## AUFGABEN
a) Fass den Absatz im Text über Gorbatschow, der mit „Michail Gorbatschow war nicht das hellste Licht“ beginnt, kürzer zusammen. Die wichtigsten Aussagen sollen erhalten bleiben.
b) Worauf hin hat Gorbatschow laut dem Text über Gorbatschow der „deutschen Einheit“ zugestimmt? Antworte in ein bis drei Sätzen.
c) Ändere im Text über Gorbatschow alles von „Michail Gorbatschow war“ bis hinunter zu „aus dem NATO-Lager.“, indem du „Sowjetreiches“ durch „Sowjetstaates“ ersetzt. Schreib den ganzen Abschnitt mit dieser Änderung auf.

## TEXT ZUM LESEN
___

Gorbatschow fiel 1990 auf Roßtäuscher herein. Das rächt sich heute

Michail Gorbatschow war nicht das hellste Licht im Kronleuchter. In Rußland gehört das längst zu den Binsenweisheiten. Eher Traumtänzer als konzeptionell fähiger Reformator, beschleunigte er den Niedergang des Sowjetreiches statt ihn aufzuhalten. Die „Eliten“ des Westens feiern ihn bis heute als „Held des Rückzugs“ (Hans Magnus Enzensberger). Sie konnten ihr Glück gar nicht fassen, als er 1989/90 die Einverleibung des Ostblocks in den Herrschaftsbereich des bisherigen Systemgegeners geschehen ließ und als Anfang einer lichten Zukunft feierte. Wohl nie haben Roßtäuscher ein willigeres Opfer gefunden als ihn. Die Zustimmung zur „deutschen Einheit“ – ohne Mitspracherecht der Ostdeutschen, was die Bedingungen angeht – gab er aufgrund treuherziger Beteuerungen einiger Natschalniks aus dem NATO-Lager.

___

## ANGEZEIGTE EINTRÄGE
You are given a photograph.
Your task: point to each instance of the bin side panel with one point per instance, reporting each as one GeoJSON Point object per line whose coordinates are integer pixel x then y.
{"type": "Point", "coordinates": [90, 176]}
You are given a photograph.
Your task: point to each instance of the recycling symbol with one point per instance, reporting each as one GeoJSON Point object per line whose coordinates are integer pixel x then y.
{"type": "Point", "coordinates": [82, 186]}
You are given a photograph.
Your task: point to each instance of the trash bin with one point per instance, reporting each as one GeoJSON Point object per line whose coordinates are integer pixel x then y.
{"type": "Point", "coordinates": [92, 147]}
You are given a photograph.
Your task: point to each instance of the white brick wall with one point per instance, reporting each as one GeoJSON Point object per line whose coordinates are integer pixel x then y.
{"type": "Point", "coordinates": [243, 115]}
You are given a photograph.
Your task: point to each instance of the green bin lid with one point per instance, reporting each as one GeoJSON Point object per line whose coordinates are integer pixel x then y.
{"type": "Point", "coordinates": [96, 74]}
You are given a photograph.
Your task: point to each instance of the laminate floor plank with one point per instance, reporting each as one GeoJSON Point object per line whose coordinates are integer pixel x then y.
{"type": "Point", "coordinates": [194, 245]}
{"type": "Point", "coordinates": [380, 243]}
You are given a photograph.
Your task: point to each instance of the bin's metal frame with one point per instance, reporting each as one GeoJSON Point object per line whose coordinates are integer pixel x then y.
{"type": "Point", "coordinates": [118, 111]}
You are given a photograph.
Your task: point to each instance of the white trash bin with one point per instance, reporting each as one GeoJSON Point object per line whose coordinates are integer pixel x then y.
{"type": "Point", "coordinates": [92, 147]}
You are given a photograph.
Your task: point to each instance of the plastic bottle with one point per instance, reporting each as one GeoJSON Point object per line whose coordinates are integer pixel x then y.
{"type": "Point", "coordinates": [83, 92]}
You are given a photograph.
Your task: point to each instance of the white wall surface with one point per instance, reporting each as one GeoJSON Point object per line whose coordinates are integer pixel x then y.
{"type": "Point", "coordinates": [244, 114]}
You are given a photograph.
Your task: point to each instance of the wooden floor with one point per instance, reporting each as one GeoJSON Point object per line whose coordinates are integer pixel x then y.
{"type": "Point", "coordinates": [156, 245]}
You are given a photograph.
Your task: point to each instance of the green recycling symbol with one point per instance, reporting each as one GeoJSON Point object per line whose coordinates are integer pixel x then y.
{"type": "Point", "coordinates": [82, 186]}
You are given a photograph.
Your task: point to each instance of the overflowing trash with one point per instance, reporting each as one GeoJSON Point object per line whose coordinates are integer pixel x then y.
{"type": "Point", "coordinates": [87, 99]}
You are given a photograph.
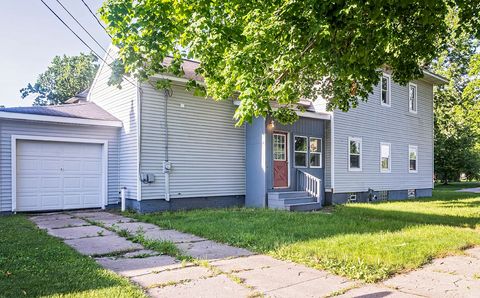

___

## DEINE ANTWORTEN
a) In Russland gilt Michail Gorbatschow längst als nicht besonders klug. Er war eher ein Traumtänzer als ein fähiger Reformer und beschleunigte den Niedergang des Sowjetreiches, statt ihn aufzuhalten. Die westlichen „Eliten“ feiern ihn bis heute als „Held des Rückzugs“ (Hans Magnus Enzensberger). Sie konnten ihr Glück kaum fassen, als er 1989/90 den Ostblock dem früheren Gegner überließ und das als Beginn einer hellen Zukunft feierte. Er war das willigste Opfer von Roßtäuschern. Der „deutschen Einheit“ stimmte er auf treuherzige Beteuerungen einiger NATO-Leute hin zu, ohne dass die Ostdeutschen über die Bedingungen mitreden durften.

b) Laut dem Text stimmte Gorbatschow der „deutschen Einheit“ aufgrund treuherziger Beteuerungen einiger Natschalniks aus dem NATO-Lager zu. Die Ostdeutschen hatten dabei kein Mitspracherecht über die Bedingungen.

c)
Michail Gorbatschow war nicht das hellste Licht im Kronleuchter. In Rußland gehört das längst zu den Binsenweisheiten. Eher Traumtänzer als konzeptionell fähiger Reformator, beschleunigte er den Niedergang des Sowjetstaates statt ihn aufzuhalten. Die „Eliten“ des Westens feiern ihn bis heute als „Held des Rückzugs“ (Hans Magnus Enzensberger). Sie konnten ihr Glück gar nicht fassen, als er 1989/90 die Einverleibung des Ostblocks in den Herrschaftsbereich des bisherigen Systemgegeners geschehen ließ und als Anfang einer lichten Zukunft feierte. Wohl nie haben Roßtäuscher ein willigeres Opfer gefunden als ihn. Die Zustimmung zur „deutschen Einheit“ – ohne Mitspracherecht der Ostdeutschen, was die Bedingungen angeht – gab er aufgrund treuherziger Beteuerungen einiger Natschalniks aus dem NATO-Lager.